Followers


Sunday, January 16, 2011

Handphone for kids. Not to Show Off.




It bothers me a lot each time I take my young children out for a spin. I'm very particular about holding my children's hands when we are in malls and about. I've seen moms and dads shopping, fully absorb in their selection of purchase and left their toddlers wondering about alone. Do they ever wander what if their young children are lost or worse, kidnapped? They will be lost forever.

Unlike the bigger kids, toddlers can barely say their full name, much less parents names, address and phone numbers. If they are lost, what can they do? Shout and cry? Today, even if kids cry, I don't see a lot of concerned people going forward to help. Just stare and walk passed... probably show concerned from afar. Then we hear scary stories about kids who didn't even have a chance to shout and cry. The unfortunate kids were chloroformed, carried into toilets, had their hair shaved and their clothes changed. So what if we can describe the child.

I get very upset when I see parents leaving their kids wondering about and they walked ahead and unconcerned. This 'It wouldn't happen to me la' attitude was probably the same with the parents of some of the poor victims. A few weeks back, I was at MidValley Megamall walking along the shops on Level G. Suddenly, I saw this very young boy about 3-4 years old walking pass quickly and crying very loudly. No adults were around him or acted as if he was with them. He looked lost. I stopped him and asked if he was lost. He didn't reply and continued to walk. Only then, I noticed ahead more than 20 feet away, a couple looked back embarrassed and waited for the kid to catch up with them. I was quite pissed over the ignorance of this young couple. It only takes a second for an ill intentioned person to pick this boy up and carry him away. Don't they know that? They were so far away. If they want to teach their kid a lesson, go home 1st and don't risk his safety. What were they thinking of!

You can say I'm paranoid but the world ain't that safe. It is just that some are lucky and some are not. I prefer to play it safe than be sorry. I used to have terrifying nightmare of losing my kids to kidnappers. Once they are lost, they are gone forever - not knowing who to call, our full names and address. Tags on them are good but not sustainable. They are my precious kids and there is no way I can risk them. I'm quite anal about having 1 person to 1 kid when we go out. Hand holding is a must. If not, they can walk alone but the adult must be just next to him. That's only for Ryan and not the 2 younger ones.


I have my boys then memorize Daddy and Mummy's handphone number. I gave an old phone to Ryan to carry when we go out. Still trying to get one for Raymund. Purely for security reasons. It is not a show off to have kids carrying handphone. I taught them how to use it. Had some chats with them on what they must do when they are lost. In fact, Raymund got so excited over it and has been calling me every day at work ever since. I'm ok. It's lovely to hear from my kids while at work. I don't brush them off. As for my girl, she is too young to memorize. She just has to stick very close. And she wears an anklet with little bells on it.

■ **INFORMATION SUPPLIED**:
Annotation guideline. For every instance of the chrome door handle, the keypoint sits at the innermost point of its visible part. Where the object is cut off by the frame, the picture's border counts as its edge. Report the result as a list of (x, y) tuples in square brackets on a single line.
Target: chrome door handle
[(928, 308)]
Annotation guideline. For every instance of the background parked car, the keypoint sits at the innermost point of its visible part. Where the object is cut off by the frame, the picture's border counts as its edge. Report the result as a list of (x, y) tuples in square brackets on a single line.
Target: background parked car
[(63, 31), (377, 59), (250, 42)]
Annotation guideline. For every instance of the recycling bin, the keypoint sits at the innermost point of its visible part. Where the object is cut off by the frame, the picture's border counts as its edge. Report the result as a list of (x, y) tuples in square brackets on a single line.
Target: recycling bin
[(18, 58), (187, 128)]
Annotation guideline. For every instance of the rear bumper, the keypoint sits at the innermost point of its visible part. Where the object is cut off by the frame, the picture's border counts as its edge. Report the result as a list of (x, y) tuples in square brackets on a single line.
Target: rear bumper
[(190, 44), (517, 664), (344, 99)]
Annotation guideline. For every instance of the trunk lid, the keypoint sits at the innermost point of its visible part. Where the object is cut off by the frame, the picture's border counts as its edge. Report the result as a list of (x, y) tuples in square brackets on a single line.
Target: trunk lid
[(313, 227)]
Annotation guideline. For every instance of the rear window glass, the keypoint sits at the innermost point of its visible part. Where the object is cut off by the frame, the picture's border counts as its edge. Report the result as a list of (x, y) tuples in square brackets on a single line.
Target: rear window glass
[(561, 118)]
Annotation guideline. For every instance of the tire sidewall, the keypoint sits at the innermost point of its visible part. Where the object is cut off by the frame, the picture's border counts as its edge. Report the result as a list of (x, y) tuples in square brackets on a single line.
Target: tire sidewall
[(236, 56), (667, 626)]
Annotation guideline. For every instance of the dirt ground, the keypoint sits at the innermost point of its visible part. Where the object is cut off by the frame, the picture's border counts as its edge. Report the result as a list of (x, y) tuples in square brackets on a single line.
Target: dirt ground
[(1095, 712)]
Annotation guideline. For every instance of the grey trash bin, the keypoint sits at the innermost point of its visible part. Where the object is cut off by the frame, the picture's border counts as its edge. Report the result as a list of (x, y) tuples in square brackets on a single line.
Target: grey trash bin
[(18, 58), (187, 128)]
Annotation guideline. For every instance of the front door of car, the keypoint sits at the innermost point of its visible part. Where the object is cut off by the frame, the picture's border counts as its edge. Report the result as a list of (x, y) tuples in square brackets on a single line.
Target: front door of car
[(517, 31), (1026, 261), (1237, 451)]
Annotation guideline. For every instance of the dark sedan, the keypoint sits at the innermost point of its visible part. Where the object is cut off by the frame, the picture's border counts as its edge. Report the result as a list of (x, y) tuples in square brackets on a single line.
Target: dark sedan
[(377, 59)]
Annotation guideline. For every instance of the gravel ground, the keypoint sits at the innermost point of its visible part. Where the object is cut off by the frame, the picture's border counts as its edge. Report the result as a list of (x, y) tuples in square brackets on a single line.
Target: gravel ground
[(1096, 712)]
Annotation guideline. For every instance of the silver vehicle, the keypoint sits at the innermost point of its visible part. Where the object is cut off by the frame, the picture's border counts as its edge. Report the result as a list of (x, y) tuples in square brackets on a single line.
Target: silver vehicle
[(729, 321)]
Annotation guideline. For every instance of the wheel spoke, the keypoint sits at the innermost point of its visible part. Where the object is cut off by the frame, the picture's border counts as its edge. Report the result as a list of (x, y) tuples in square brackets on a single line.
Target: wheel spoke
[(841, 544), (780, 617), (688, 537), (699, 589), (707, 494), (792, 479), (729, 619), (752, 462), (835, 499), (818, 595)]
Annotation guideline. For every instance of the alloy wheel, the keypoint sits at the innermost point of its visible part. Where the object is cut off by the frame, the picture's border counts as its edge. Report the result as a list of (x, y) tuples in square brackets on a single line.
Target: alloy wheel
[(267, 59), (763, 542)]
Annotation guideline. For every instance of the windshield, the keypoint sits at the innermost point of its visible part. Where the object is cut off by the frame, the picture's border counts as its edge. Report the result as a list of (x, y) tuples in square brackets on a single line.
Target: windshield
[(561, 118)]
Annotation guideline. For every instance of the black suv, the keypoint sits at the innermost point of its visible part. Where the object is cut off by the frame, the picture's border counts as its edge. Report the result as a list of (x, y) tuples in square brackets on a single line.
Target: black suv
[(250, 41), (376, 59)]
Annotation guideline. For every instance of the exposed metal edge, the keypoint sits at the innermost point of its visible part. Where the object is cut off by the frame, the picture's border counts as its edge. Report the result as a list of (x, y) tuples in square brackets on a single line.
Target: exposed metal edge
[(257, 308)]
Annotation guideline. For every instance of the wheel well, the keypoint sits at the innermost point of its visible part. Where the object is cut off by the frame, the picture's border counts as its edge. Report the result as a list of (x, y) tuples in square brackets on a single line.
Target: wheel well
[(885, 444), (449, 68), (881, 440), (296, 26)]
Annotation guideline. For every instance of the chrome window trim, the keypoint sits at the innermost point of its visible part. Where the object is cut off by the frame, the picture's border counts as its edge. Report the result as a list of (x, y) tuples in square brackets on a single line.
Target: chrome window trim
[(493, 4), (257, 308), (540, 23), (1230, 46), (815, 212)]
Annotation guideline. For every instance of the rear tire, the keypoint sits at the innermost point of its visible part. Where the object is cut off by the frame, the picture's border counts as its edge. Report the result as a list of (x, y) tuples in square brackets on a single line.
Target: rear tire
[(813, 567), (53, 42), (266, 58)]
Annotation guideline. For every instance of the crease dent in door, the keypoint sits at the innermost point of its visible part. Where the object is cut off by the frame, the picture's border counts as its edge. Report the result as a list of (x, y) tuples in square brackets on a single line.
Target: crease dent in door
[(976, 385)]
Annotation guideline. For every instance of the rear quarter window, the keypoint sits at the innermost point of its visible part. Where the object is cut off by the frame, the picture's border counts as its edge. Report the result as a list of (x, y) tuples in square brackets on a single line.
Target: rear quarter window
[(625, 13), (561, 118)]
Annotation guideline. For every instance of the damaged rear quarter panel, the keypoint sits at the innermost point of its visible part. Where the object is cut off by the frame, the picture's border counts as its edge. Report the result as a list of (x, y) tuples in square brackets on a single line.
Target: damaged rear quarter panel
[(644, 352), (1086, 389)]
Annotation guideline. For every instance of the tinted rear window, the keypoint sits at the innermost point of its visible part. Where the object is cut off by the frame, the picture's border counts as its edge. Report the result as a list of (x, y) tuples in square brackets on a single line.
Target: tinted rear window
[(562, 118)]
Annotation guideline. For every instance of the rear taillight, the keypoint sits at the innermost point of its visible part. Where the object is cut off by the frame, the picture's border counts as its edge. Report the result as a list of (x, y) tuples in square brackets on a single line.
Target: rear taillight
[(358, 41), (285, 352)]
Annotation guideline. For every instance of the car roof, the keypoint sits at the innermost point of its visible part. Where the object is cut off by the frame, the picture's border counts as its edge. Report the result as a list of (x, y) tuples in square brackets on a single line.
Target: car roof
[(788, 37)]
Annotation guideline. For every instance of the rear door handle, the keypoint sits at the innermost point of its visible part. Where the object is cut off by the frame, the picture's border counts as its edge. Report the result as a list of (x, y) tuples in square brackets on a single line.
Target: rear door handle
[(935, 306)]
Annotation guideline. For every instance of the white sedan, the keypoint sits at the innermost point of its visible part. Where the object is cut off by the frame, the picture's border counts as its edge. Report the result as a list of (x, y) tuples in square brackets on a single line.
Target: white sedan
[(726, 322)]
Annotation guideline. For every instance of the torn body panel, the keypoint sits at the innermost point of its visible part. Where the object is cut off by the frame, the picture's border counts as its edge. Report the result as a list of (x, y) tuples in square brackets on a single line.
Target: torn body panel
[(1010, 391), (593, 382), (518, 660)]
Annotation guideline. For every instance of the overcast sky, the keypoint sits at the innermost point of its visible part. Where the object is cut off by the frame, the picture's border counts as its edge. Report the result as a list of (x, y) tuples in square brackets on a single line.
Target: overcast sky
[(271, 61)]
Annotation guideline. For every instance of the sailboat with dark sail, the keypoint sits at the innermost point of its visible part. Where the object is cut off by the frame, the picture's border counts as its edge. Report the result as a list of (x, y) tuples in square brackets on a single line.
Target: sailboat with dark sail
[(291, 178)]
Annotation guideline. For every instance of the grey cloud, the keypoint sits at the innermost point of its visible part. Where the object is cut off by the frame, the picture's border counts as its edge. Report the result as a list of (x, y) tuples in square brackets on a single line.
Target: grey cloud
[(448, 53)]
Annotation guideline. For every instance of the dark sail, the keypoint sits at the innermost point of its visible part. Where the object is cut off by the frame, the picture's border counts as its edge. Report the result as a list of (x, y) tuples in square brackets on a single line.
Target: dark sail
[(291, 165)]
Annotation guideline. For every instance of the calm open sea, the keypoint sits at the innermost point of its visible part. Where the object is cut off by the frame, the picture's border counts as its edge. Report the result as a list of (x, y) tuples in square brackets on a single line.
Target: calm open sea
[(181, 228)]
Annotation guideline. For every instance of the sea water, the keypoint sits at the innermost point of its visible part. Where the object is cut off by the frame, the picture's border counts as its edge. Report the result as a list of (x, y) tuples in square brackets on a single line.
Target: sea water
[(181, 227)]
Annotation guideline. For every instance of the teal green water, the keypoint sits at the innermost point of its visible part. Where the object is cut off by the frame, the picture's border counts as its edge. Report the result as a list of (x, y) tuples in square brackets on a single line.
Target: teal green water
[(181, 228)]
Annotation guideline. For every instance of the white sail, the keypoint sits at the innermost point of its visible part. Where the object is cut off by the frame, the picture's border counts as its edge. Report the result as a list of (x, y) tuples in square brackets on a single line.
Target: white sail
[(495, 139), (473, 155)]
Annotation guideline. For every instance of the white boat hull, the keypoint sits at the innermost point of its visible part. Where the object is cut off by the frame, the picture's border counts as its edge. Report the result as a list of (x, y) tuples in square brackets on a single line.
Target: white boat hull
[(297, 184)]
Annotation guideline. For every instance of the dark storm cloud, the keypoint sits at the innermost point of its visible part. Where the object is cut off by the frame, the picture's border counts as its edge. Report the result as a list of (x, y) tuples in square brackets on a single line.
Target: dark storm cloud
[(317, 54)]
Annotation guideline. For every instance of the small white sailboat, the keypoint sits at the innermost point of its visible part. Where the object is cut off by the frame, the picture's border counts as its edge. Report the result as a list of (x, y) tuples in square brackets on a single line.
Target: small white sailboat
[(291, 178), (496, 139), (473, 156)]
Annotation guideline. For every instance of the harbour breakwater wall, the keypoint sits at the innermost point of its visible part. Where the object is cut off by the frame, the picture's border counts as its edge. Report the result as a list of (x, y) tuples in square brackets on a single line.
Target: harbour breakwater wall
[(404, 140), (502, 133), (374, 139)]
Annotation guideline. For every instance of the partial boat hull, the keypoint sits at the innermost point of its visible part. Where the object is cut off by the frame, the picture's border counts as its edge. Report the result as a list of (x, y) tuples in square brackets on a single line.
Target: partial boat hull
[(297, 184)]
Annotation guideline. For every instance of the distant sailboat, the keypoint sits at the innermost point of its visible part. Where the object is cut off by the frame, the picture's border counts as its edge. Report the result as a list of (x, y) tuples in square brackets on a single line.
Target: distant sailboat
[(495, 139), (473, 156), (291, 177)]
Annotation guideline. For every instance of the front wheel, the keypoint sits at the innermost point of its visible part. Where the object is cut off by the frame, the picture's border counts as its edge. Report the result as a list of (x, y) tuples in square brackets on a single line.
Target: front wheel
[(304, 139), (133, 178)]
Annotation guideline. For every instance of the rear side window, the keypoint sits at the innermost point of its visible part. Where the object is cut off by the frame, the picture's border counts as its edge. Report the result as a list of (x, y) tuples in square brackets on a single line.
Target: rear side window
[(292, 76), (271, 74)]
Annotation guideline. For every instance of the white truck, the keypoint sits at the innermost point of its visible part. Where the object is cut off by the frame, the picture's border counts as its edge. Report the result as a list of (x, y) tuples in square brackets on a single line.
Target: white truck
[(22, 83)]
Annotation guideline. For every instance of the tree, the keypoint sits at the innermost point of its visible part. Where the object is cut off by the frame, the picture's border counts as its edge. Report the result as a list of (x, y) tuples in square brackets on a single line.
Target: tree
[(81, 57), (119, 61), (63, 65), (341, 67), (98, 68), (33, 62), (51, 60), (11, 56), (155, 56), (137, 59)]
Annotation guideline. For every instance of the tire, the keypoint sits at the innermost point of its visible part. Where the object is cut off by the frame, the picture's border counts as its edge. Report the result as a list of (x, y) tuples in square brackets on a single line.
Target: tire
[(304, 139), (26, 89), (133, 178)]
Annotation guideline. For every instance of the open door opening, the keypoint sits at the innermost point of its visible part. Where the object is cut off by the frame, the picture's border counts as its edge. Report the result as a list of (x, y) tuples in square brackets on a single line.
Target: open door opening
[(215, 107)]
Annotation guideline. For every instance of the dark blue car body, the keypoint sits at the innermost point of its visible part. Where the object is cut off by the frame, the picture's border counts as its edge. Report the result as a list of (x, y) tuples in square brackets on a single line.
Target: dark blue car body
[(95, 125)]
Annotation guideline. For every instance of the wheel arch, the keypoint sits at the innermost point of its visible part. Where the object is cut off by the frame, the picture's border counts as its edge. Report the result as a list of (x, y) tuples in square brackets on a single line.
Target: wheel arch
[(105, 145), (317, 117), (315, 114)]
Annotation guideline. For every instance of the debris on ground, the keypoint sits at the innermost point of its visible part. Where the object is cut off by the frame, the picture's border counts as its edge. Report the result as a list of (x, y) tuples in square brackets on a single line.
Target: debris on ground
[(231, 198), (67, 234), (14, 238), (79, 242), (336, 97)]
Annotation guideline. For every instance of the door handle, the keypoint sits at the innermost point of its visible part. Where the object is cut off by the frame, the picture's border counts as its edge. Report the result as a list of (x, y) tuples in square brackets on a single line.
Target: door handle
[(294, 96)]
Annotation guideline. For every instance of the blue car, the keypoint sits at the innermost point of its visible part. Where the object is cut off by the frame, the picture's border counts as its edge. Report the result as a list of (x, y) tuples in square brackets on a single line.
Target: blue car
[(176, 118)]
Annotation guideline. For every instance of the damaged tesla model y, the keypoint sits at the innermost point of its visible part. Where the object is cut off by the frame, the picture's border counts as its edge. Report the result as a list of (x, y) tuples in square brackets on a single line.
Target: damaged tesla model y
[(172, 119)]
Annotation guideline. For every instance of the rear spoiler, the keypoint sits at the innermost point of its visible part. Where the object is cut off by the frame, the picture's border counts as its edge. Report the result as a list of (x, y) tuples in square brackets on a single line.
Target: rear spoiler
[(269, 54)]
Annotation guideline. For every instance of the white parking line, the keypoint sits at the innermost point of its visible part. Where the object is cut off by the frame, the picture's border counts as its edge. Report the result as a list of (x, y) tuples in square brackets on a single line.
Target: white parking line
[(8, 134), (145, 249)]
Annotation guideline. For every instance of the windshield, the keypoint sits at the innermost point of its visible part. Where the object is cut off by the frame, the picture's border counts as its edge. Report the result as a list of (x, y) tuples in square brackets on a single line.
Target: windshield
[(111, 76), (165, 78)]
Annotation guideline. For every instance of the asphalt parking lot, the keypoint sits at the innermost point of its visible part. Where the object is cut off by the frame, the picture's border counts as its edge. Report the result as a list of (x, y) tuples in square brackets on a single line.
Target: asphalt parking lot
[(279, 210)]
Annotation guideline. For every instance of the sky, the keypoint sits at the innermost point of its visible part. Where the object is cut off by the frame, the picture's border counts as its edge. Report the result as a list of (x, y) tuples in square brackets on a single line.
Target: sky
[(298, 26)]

■ **AIM**: In the post about kids and handphones, what did the writer give Ryan to carry when they go out? The records are separate from the post.

■ **THE OUTPUT**: An old phone.